== What you have to do ==
Reproduce word for word the part of the text on burial and cremation that begins at "Queen’s Park Cemetery" and stops after "by Julya Hajnoczky.".

++++ Supplied text ++++

Traditional burial does not tread lightly on the earth. Embalming chemicals eventually reach the soil and from there, the ground water. Ornate caskets use large amounts of hardwoods, metals, plastics and synthetic fabrics. Most caskets are placed into concrete burial vaults, which lengthens decomposition time.

Cremation is seen as the more environmentally friendly option, but it, too, comes at an environmental cost. A single cremation requires the equivalent of two SUV tanks of fuel, and the process releases CO and CO2 into the atmosphere, as well as mercury vapour from amalgam dental fillings. Newer methods such as alkaline hydrolysis (essentially liquefication by water and lye) are touted as more environmentally friendly than cremation by fire. But while the process is legal in Saskatchewan, Ontario and Quebec, Alberta has yet to approve it.

That’s not to say Calgarians aren’t concerned about the environmental impact of death. During the community engagement phase of planning for the new Prairie Sky Cemetery, many people expressed interest in green burial, a process that eschews embalming and individual headstones, and requires that caskets be made of natural materials. But that interest hasn’t yet radically changed policy.

“[Canada] is still largely in the stage of people being very curious. It has not yet reached the stage where interest has transitioned into a surge in demand for green burials,” says Catriona Hearn. As a senior associate with LEES + Associates, which designs and constructs cemeteries, Hearn has worked on a number of cemetery projects including Queen’s Park. She is also a volunteer with the Green Burial Society of Canada. There are hopeful signs, though. Unlike most municipalities, Calgary doesn’t require the use of concrete burial vaults or liners, so Queen’s Park can already accommodate green-er burials, and many funeral homes in Calgary offer green casket options made from more readily biodegradable materials. The Prairie Sky Cemetery will offer a dedicated green burial area, with unmarked graves and natural landscaping, and this may increase the demand for these options. But while green burials leave a lighter footprint than traditional burials, they still require land.

Queen’s Park Cemetery is next to a dog park. In 2018, a plan to expand the cemetery by annexing the park met with opposition and ultimately did not proceed. Photography by Julya Hajnoczky.

 

The Land Problem

Land: it’s a problem in Calgary, but not because we don’t have enough of it. The problem is that there is so much of it, we’ve sprawled across it, the way toddlers sprawl across their parents’ beds in the middle of the night. New subdivisions keep stretching their tentacles further and further into the north and the south. Parks sprawl. Roads sprawl. And cemeteries that were built when Calgary had one-fifteenth of our current population sprawl.

++++ Raw records ++++

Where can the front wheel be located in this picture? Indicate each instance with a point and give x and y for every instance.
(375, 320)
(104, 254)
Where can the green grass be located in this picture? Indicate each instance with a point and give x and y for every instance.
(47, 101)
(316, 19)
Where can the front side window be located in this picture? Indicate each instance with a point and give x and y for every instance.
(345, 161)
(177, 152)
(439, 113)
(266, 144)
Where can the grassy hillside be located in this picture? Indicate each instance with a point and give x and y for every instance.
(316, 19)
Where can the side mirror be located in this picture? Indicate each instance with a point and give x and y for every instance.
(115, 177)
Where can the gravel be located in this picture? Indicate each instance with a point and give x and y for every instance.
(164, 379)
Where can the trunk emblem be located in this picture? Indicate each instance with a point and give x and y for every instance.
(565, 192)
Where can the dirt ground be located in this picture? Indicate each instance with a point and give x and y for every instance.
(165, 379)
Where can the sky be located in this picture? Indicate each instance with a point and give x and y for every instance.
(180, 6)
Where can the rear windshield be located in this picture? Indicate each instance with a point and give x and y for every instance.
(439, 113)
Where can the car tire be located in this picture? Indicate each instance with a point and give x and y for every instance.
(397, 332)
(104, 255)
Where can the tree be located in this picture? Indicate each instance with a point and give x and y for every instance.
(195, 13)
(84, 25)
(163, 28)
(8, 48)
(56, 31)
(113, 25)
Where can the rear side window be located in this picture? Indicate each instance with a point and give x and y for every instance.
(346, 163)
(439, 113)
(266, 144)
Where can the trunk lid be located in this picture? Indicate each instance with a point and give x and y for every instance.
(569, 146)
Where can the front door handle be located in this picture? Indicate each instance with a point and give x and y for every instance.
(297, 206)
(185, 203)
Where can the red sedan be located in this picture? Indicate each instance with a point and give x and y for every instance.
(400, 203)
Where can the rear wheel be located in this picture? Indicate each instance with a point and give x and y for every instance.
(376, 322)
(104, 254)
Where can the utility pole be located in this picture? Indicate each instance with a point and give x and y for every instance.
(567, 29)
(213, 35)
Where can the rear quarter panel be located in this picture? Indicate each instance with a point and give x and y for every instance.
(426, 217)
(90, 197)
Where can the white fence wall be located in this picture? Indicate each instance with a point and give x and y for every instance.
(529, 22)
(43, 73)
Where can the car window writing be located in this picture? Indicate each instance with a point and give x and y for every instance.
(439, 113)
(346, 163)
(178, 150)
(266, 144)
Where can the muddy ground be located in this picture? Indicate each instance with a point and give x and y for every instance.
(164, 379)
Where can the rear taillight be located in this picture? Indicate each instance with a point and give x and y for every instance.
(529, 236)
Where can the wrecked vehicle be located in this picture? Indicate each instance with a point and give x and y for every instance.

++++

== Final result ==
Queen’s Park Cemetery is next to a dog park. In 2018, a plan to expand the cemetery by annexing the park met with opposition and ultimately did not proceed. Photography by Julya Hajnoczky.